-- Material for this exercise follows --

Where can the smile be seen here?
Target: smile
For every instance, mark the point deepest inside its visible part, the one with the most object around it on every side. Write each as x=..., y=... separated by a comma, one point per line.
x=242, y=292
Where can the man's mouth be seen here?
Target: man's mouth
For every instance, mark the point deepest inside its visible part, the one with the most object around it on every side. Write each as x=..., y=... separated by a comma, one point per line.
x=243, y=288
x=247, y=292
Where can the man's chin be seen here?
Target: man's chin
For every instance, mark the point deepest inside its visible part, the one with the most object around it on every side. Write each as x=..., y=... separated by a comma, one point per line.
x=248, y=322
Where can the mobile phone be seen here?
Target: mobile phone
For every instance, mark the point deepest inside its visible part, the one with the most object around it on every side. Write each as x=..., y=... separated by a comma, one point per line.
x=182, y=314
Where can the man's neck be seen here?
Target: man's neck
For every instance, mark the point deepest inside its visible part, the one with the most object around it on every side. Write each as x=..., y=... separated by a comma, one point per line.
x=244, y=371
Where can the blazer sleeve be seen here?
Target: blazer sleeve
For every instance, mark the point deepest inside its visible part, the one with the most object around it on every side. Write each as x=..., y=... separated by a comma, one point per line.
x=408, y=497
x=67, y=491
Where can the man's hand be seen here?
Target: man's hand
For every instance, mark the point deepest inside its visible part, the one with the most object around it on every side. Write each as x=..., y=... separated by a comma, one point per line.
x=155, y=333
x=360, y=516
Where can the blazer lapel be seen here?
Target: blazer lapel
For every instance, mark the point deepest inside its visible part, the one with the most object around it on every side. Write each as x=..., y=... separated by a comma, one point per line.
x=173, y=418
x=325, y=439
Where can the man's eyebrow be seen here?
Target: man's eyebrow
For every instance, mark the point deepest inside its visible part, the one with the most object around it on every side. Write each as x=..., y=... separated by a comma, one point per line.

-- Material for this exercise concluded --

About this exercise: When the line containing "Where can the man's chin be seen here?" is reached, include it and stop. Until then, output each line of the entries exactly as given, starting from the first.

Finished exercise:
Where can the smile be seen here?
Target: smile
For every instance, mark the point deepest inside its visible part, the one with the most object around it on every side. Write each as x=..., y=... separated by a comma, one point per line.
x=242, y=292
Where can the man's mouth be seen here?
Target: man's mouth
For every instance, mark the point deepest inside its visible part, the one with the most object around it on every side. Write each as x=..., y=... separated by a comma, one point per line.
x=243, y=288
x=247, y=292
Where can the man's chin be seen here?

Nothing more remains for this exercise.